> **REQUIREMENT**
Print, please, the line that contains "Query: night sky" and each line after it to the end of the entries, unchanged and with nothing else.

> **EXTRACTED MATERIAL**
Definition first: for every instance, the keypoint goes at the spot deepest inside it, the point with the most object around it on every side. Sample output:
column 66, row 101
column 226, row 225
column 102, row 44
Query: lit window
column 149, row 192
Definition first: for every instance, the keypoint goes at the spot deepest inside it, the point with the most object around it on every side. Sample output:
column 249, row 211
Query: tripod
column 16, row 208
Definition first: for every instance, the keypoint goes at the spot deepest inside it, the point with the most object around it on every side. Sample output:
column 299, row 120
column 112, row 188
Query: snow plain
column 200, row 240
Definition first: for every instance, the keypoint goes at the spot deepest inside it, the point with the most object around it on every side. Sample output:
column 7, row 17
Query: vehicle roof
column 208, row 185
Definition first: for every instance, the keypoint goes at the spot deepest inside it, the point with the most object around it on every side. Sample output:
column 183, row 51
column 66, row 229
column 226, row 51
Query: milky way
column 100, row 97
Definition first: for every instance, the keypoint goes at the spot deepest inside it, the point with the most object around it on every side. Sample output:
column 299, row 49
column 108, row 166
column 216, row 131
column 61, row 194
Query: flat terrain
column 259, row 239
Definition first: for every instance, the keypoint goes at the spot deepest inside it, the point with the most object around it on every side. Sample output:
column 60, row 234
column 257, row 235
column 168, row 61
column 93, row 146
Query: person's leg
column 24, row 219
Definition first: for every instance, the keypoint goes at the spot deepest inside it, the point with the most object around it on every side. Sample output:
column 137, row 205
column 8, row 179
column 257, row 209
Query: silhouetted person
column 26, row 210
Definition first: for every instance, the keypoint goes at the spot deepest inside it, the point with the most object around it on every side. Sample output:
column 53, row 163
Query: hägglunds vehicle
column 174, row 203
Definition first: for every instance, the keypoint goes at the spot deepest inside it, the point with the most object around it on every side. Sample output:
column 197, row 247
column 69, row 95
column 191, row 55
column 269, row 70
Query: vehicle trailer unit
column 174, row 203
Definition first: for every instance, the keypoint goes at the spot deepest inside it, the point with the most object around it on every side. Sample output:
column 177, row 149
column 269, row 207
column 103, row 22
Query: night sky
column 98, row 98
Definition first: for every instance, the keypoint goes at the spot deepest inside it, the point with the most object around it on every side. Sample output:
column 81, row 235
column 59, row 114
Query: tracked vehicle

> **COMPLETED TASK**
Query: night sky
column 98, row 98
Definition first: for every instance, the keypoint goes at the spot deepest inside it, the point with the most object around it on every side. Sample output:
column 81, row 235
column 59, row 114
Query: tracked vehicle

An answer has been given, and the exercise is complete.